— Start Task material —

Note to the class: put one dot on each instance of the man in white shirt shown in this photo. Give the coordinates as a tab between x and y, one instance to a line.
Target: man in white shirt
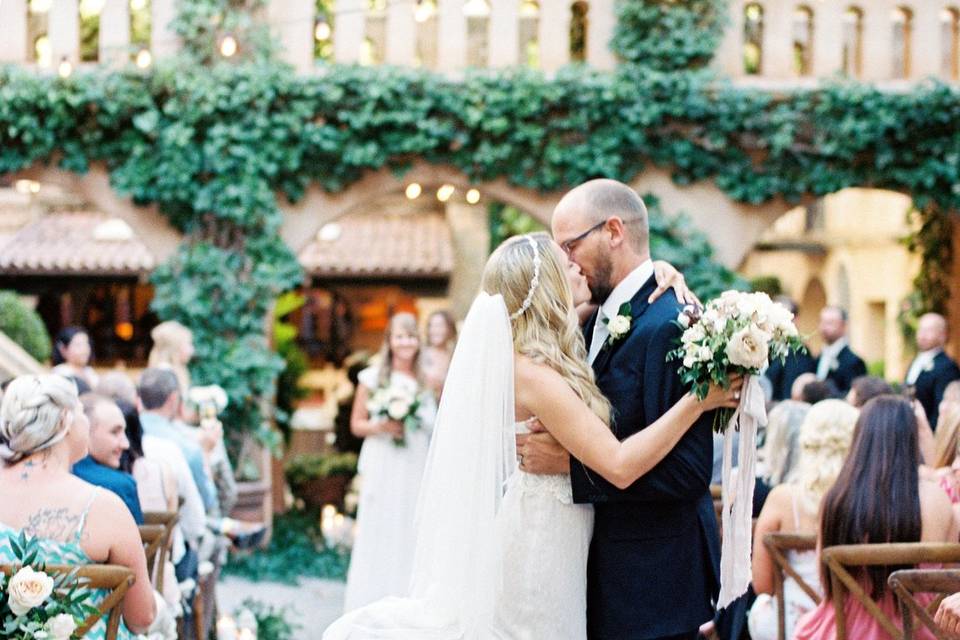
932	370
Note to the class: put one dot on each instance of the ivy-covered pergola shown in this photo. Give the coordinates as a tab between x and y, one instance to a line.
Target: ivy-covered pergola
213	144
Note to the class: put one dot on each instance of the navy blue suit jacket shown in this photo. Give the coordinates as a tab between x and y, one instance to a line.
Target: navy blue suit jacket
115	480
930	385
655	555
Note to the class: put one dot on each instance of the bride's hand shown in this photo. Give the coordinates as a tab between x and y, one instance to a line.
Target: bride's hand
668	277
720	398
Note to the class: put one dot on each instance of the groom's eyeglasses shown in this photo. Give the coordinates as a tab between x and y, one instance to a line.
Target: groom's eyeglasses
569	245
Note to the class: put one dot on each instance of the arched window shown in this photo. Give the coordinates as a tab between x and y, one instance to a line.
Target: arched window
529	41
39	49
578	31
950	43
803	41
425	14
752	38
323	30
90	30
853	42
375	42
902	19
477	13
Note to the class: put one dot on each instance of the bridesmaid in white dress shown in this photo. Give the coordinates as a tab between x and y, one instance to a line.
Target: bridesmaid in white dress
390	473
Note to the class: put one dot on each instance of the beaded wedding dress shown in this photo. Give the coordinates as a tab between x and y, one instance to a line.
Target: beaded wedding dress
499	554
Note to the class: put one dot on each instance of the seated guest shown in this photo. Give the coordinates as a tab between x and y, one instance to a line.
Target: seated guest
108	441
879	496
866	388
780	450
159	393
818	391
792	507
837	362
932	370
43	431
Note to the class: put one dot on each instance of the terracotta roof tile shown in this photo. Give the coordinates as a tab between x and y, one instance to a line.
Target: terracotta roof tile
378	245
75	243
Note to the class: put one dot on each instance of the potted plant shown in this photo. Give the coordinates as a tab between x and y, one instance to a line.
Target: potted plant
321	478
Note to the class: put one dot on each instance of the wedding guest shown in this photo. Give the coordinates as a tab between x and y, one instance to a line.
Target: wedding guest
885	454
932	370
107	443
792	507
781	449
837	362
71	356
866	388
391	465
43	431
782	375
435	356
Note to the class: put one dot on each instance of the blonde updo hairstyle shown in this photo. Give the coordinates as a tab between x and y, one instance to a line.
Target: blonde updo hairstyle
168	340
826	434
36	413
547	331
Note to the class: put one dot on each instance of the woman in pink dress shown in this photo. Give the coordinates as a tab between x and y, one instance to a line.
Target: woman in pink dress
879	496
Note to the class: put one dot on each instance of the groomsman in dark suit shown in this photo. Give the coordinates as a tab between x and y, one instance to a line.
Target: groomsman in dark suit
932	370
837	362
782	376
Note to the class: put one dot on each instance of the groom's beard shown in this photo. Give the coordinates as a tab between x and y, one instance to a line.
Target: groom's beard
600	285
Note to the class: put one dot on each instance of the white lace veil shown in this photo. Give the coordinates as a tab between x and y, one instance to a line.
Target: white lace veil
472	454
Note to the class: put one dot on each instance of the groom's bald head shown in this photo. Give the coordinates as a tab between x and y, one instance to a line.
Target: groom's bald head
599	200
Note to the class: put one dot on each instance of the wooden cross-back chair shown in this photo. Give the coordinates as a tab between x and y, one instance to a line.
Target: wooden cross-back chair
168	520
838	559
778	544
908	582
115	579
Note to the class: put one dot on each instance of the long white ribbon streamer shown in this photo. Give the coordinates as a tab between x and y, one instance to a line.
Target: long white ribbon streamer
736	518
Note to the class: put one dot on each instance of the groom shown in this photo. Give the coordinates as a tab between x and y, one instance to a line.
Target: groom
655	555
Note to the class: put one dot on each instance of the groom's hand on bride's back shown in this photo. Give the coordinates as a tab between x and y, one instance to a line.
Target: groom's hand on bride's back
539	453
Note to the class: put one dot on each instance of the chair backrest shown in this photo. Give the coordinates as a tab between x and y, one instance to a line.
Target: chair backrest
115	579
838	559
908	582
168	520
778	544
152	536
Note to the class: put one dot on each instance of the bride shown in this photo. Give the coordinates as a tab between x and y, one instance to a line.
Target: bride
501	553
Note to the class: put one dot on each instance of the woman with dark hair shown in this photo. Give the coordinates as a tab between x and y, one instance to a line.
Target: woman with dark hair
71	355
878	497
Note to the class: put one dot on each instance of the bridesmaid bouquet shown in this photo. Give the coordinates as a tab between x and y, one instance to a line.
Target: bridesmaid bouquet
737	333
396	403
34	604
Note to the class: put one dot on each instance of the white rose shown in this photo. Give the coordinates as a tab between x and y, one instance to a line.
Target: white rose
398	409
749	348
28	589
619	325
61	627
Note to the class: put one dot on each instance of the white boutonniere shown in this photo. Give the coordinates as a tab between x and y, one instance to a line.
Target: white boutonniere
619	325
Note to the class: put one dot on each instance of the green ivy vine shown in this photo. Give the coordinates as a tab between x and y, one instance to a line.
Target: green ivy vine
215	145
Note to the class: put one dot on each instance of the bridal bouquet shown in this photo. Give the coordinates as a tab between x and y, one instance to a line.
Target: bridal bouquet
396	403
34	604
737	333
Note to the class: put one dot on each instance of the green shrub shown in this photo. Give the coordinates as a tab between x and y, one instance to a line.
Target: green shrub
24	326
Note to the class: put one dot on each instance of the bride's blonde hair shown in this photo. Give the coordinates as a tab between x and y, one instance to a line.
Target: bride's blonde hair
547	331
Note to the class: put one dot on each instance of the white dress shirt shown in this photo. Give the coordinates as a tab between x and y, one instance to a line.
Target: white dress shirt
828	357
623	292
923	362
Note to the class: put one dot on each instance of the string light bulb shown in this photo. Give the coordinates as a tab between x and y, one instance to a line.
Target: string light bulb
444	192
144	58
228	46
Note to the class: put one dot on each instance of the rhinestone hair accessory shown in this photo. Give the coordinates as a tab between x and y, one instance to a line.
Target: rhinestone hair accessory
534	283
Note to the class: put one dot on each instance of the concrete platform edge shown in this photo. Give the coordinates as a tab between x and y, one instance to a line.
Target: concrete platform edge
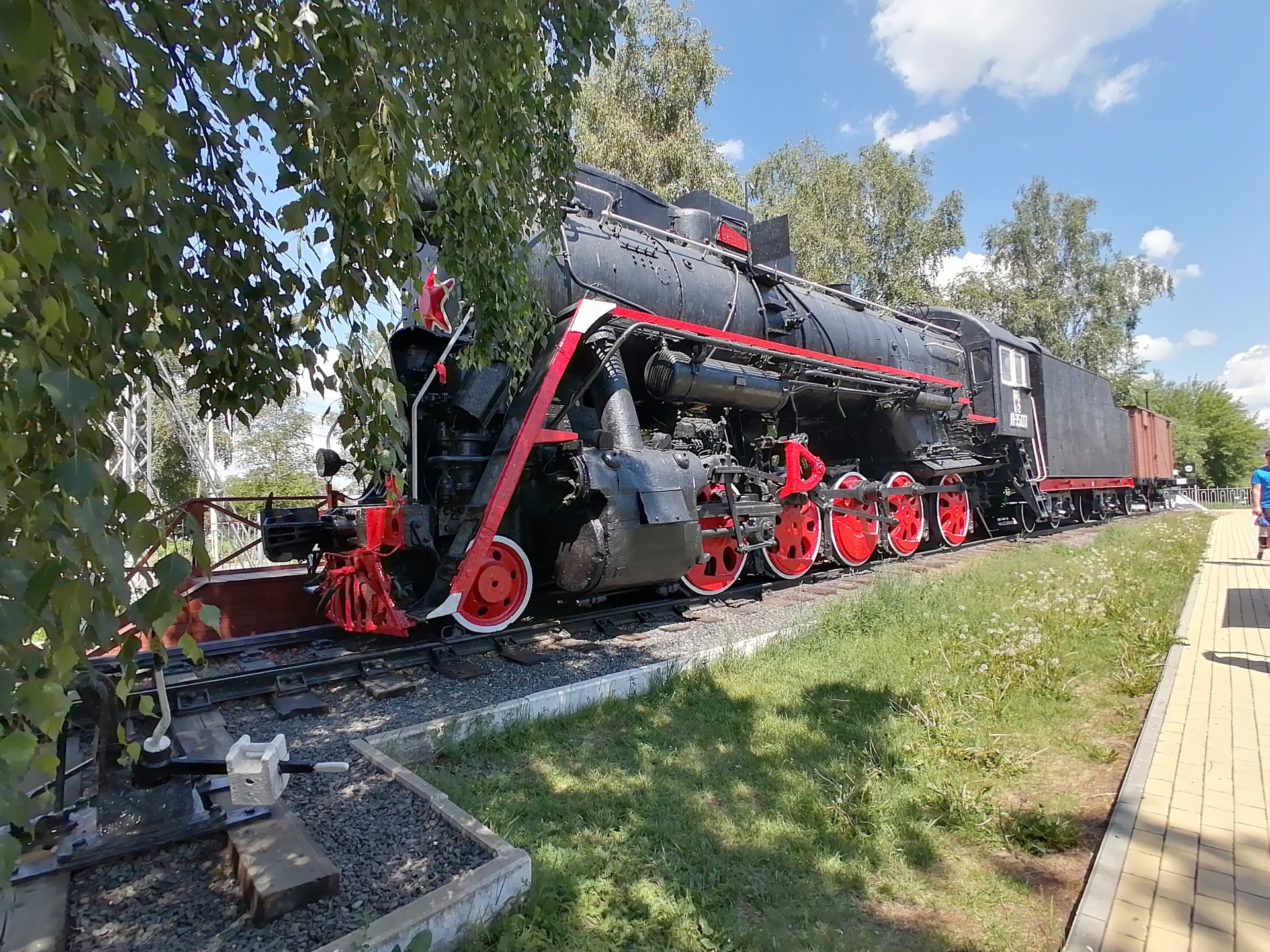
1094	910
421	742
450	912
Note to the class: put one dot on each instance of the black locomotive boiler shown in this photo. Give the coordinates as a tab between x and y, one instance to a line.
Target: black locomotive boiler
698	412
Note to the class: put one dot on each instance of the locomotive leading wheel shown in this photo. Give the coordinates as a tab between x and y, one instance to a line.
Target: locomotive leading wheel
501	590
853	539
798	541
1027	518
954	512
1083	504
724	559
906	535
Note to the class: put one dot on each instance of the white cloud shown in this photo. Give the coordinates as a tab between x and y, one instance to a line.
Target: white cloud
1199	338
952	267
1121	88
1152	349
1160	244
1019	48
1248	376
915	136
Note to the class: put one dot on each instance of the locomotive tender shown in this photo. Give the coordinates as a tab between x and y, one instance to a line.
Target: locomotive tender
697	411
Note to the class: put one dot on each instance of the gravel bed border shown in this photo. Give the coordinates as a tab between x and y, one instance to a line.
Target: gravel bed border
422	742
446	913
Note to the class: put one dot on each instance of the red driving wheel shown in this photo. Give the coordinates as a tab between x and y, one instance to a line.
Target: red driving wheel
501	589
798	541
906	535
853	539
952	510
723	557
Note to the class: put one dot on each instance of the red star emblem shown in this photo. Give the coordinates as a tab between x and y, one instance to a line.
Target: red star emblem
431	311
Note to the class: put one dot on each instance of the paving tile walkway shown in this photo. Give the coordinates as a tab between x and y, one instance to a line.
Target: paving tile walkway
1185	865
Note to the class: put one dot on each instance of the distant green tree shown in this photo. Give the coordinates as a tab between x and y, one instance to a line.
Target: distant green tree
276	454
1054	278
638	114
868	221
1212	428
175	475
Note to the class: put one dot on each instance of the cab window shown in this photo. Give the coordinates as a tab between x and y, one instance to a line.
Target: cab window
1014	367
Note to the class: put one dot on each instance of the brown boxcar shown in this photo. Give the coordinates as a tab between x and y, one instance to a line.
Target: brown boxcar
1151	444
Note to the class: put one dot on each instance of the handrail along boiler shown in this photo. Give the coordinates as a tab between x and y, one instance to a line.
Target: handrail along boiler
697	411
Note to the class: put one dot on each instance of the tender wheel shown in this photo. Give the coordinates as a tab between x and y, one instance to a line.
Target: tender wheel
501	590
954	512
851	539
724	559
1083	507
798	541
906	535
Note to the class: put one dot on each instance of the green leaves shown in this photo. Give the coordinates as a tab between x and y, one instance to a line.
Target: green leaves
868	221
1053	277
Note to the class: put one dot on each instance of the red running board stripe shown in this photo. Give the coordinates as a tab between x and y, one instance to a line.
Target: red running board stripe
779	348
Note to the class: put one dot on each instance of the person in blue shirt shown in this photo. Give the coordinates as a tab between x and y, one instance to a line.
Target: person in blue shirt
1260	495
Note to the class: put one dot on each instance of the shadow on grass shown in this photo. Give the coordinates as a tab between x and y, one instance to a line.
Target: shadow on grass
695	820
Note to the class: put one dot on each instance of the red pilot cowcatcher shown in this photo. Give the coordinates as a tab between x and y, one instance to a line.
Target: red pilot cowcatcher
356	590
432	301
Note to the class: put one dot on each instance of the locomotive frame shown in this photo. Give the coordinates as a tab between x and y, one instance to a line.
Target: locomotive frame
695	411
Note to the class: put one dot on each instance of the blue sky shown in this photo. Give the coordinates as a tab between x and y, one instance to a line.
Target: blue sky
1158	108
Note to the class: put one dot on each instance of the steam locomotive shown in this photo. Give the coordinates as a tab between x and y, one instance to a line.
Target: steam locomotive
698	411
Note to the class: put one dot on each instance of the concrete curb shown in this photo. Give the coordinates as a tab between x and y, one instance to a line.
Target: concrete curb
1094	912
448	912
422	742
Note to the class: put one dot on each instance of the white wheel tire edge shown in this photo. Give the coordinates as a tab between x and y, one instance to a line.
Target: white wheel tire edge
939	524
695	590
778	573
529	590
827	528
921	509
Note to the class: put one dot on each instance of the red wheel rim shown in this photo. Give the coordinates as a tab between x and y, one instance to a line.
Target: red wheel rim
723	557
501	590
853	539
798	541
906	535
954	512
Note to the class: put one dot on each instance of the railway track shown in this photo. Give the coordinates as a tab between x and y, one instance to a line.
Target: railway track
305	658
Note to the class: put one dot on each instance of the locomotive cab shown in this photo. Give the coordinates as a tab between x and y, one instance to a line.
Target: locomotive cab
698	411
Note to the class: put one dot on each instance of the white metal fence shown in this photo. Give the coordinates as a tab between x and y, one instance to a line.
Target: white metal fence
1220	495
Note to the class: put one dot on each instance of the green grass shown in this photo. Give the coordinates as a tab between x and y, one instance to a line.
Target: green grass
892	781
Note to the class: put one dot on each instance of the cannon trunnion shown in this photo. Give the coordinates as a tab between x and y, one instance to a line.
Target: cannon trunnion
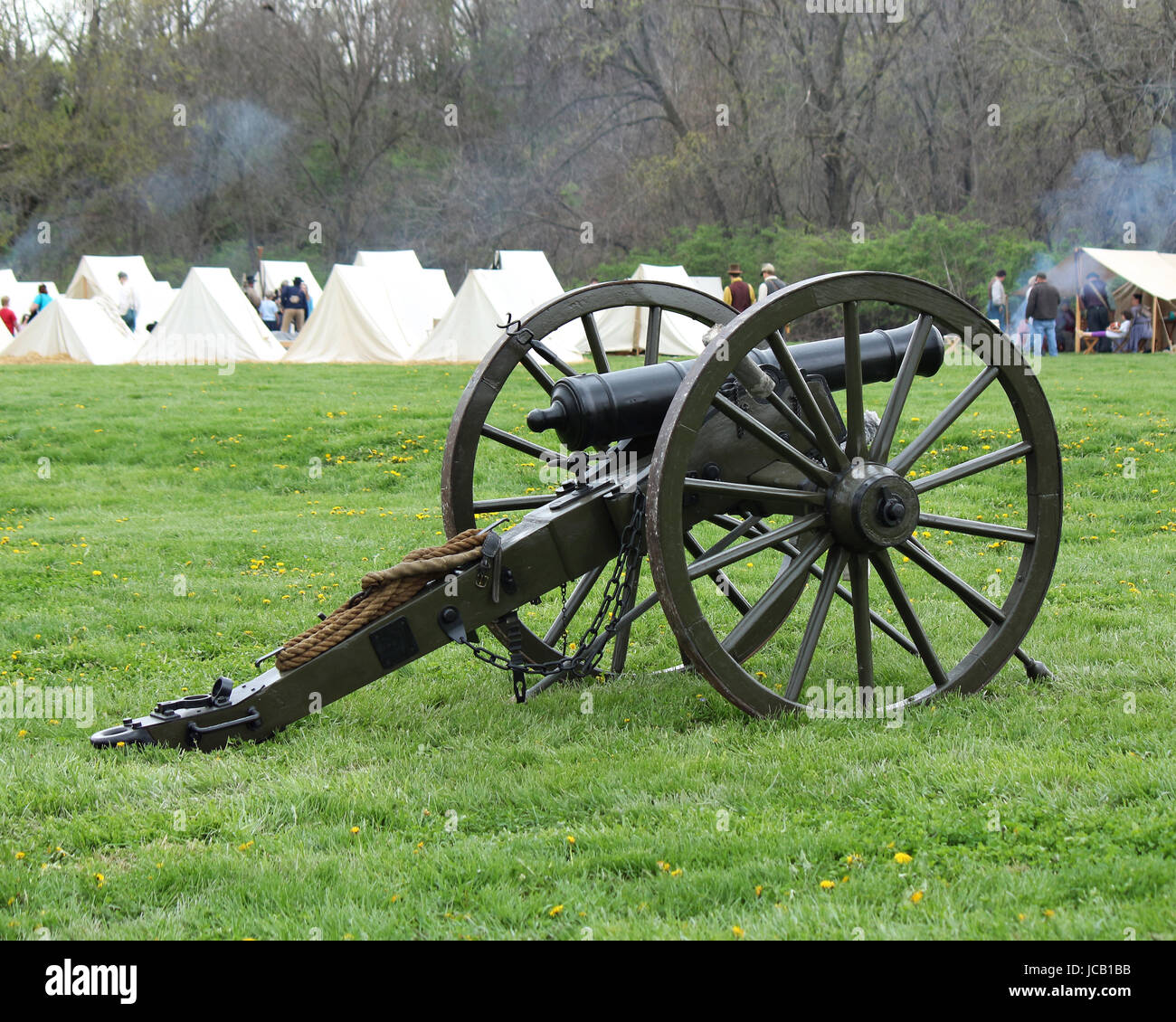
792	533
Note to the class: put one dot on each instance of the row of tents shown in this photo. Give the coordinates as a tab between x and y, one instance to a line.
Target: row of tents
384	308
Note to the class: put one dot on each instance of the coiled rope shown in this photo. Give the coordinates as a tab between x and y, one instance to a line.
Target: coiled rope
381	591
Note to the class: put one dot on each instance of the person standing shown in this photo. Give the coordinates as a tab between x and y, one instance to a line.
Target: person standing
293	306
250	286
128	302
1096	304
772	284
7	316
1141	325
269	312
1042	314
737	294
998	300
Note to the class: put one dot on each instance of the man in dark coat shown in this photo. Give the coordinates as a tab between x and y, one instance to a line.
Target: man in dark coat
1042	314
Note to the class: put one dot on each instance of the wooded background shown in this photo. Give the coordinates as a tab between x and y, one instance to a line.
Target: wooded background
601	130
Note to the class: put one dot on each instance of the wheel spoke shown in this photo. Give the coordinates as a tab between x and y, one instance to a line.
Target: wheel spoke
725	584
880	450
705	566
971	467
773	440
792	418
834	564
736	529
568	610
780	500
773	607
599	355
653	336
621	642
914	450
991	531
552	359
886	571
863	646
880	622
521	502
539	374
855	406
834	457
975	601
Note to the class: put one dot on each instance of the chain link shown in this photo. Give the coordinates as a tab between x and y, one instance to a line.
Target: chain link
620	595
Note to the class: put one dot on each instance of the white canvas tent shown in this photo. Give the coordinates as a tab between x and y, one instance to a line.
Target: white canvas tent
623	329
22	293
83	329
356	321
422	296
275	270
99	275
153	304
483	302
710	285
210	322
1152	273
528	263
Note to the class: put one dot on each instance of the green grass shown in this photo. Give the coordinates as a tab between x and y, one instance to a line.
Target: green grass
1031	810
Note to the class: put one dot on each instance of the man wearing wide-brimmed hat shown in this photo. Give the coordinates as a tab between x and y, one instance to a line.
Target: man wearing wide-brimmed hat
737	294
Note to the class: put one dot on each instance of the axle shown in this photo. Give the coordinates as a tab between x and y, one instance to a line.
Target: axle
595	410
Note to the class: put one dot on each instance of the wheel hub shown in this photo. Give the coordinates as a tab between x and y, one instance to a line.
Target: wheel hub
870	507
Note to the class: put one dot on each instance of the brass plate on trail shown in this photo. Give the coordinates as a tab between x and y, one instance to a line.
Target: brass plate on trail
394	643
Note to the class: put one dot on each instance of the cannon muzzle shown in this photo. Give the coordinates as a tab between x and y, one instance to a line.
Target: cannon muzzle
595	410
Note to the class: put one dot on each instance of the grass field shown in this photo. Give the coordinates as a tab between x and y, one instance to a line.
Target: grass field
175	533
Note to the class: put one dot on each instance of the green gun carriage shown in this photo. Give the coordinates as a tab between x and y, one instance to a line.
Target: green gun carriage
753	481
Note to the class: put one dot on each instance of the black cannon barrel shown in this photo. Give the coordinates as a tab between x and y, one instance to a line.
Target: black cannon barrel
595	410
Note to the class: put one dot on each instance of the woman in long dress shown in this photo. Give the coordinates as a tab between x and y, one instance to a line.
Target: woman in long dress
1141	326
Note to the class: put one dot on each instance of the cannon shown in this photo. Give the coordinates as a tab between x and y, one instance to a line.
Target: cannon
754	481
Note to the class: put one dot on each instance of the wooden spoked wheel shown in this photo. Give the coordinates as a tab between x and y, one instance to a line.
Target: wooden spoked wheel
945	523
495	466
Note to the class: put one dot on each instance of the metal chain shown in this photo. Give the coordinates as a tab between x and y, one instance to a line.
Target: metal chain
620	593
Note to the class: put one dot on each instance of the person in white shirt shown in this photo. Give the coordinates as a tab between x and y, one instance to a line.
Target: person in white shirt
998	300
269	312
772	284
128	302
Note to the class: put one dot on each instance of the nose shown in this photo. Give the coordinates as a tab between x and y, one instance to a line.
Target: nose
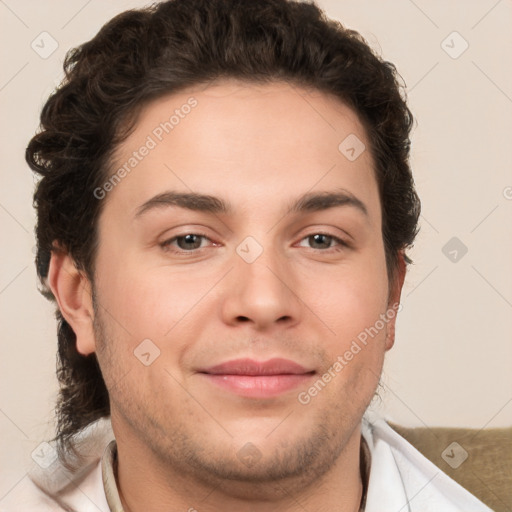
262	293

— End Task material —

Short problem: Exactly the lines from the one with "of the brass" through the end of the listing above are to be repeated, with no pictures.

Output of the exercise:
Note to the class: put one dot on each instance of the brass plate on trail shown in this photo. Give the coordinates as a tab between x and y, one instance to a line.
Target: brass plate on trail
394	643
Note to the class: put one dot on each instance of the cannon muzzle shown in this photo. Give the coordinates as a tab between x and y, one instance to a line.
Target: cannon muzzle
595	410
Note to the class: put one dot on each instance of the grass field shown in this photo. Give the coordinates as a tab between x and y, one instance to a line.
Target: grass field
175	533
Note to the class: put one dot on each instance of the green gun carriage shown in this photo. Give the coordinates as a tab between x and y, one instance to a line.
Target: green gun carriage
753	481
Note to the class: put one dot on each instance of the black cannon barrel shown in this photo. Give the coordinates as a tab between x and y, one instance to a line.
Target: black cannon barrel
595	410
Note to the class: put one dot on each instance of the woman in long dress shown in this photo. Give the coordinates as a tab between x and y, one instance to a line.
Target: woman in long dress
1141	326
Note to the class: put one dot on each instance of the cannon shown in this photo. Give the coordinates as a tab between x and y, one instance to a line.
Target: cannon
754	481
Note to the class: put one dot on each instance of the wooden spoked wheel shown in this photo. Give the coordinates as a tab between x and y, one instance to a line.
Target: wooden spoked wheel
945	523
495	466
Note to the class: put one dot on each instance of the metal chain shown in this photo. Give the coordinates as a tab between x and y, one instance to a line.
Target: metal chain
620	593
Note to the class: put one dot on each instance of the person in white shirt shown in this photo. Give the coordinates as a tab between x and y, one instance to a line.
Target: person in white shirt
998	300
269	312
772	284
128	302
Note to the class: put one dot on each instance of the nose shown in this photo. Give the coordinates as a tab between x and y, one instance to a line.
Target: nose
262	293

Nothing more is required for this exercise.